Input:

------------------------------------------------------------

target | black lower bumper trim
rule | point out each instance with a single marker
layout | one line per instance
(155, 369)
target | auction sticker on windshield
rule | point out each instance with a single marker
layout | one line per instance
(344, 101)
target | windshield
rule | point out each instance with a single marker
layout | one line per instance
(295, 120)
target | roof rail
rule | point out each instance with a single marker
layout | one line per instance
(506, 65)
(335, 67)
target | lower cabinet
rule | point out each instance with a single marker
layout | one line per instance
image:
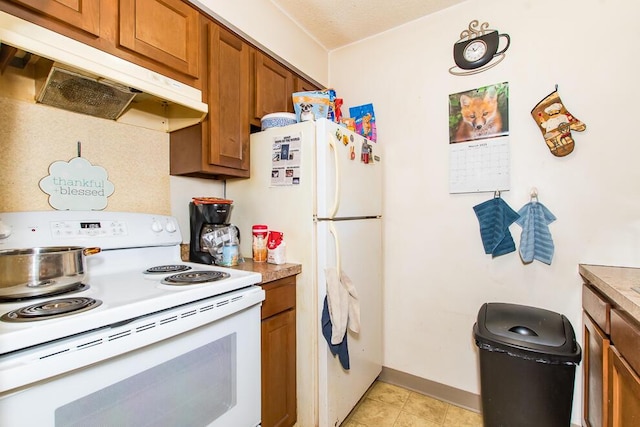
(594, 365)
(279, 353)
(611, 384)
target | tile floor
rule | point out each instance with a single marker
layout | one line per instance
(387, 405)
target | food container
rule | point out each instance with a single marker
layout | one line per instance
(278, 120)
(259, 245)
(34, 271)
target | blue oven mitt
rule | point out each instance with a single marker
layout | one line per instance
(495, 216)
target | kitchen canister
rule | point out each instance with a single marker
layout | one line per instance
(260, 232)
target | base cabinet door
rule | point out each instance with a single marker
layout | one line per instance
(624, 392)
(595, 378)
(279, 400)
(278, 382)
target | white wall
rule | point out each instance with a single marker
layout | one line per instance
(436, 273)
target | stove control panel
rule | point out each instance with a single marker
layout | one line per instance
(109, 230)
(88, 228)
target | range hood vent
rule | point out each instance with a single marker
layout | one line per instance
(75, 92)
(79, 78)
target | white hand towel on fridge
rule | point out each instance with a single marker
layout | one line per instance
(344, 307)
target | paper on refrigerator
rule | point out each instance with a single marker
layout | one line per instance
(286, 160)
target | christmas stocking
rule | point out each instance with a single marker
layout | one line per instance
(556, 124)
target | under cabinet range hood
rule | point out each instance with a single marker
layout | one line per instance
(73, 76)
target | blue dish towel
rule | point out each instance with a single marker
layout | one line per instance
(535, 240)
(340, 349)
(495, 216)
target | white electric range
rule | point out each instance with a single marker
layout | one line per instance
(143, 314)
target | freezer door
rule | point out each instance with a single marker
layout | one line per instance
(355, 248)
(347, 186)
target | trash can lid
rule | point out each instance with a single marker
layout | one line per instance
(526, 331)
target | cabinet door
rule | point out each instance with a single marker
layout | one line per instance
(624, 392)
(301, 85)
(165, 31)
(279, 370)
(273, 86)
(228, 99)
(595, 374)
(81, 14)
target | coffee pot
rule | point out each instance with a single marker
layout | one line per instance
(207, 214)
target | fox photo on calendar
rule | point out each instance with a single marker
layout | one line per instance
(479, 113)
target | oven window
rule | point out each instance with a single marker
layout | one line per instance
(191, 390)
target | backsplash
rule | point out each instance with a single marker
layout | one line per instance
(33, 136)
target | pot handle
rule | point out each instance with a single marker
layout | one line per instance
(91, 251)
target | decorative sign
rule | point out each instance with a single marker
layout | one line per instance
(478, 139)
(77, 185)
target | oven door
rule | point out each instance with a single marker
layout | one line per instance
(208, 376)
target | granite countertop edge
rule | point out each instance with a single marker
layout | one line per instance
(616, 283)
(269, 272)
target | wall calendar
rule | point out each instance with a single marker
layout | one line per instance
(479, 155)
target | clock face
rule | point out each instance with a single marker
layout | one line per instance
(475, 50)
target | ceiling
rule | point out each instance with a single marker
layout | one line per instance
(336, 23)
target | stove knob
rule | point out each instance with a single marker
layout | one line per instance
(170, 227)
(156, 226)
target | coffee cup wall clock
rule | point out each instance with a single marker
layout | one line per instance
(477, 49)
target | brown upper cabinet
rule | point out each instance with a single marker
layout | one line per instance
(81, 14)
(160, 35)
(219, 146)
(165, 31)
(302, 85)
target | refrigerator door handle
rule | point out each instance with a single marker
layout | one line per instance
(334, 232)
(336, 200)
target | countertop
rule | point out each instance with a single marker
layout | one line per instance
(270, 272)
(616, 283)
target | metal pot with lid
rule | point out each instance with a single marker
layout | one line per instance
(35, 271)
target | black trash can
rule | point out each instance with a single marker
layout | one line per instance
(528, 359)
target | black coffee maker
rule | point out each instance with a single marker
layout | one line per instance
(206, 214)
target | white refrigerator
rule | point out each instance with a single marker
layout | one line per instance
(321, 185)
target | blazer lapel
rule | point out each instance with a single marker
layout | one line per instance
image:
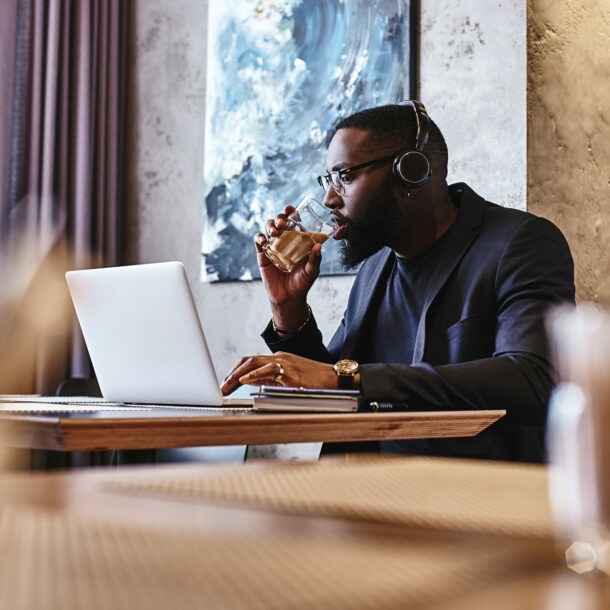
(378, 275)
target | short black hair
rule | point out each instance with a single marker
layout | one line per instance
(395, 126)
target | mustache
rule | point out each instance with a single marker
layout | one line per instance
(339, 218)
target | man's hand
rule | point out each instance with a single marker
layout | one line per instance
(280, 368)
(287, 291)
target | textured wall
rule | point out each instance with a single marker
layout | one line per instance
(569, 131)
(473, 82)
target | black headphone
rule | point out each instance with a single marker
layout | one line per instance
(411, 167)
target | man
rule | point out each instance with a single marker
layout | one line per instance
(447, 309)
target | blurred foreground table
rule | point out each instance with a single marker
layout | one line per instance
(371, 532)
(160, 428)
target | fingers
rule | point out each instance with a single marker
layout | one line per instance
(273, 226)
(255, 370)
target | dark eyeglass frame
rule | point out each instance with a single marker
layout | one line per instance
(335, 179)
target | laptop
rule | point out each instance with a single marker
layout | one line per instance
(144, 337)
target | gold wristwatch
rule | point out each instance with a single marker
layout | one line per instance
(346, 370)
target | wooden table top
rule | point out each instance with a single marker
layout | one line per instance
(169, 428)
(370, 533)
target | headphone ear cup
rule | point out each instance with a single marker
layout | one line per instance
(411, 168)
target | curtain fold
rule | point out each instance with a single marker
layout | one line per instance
(64, 68)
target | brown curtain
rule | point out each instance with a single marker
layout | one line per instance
(63, 96)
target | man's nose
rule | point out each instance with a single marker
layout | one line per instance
(332, 199)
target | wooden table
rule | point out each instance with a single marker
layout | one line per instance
(170, 428)
(372, 533)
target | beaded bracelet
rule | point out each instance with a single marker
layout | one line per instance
(293, 332)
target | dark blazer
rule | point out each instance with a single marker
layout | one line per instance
(481, 341)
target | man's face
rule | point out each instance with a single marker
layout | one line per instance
(368, 211)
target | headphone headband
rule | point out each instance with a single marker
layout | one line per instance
(411, 167)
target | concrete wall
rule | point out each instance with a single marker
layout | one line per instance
(473, 82)
(569, 131)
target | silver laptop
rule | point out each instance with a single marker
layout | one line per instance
(144, 336)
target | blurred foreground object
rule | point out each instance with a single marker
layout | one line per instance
(579, 425)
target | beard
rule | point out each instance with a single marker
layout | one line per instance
(369, 233)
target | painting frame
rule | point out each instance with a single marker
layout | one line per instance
(279, 77)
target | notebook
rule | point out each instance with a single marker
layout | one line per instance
(144, 336)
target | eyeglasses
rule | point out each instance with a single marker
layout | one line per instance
(339, 180)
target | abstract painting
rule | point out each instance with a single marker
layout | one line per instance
(280, 74)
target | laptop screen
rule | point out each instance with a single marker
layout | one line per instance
(143, 334)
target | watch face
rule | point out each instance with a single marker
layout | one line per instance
(346, 367)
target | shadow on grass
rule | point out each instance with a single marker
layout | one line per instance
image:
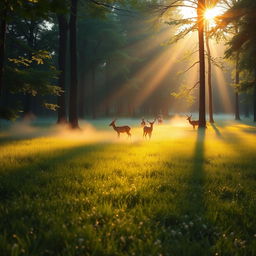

------------------------------------------------------------

Written task:
Please count the lines in the data above that contain the string "foreground" and reply with only that number.

Written solution:
2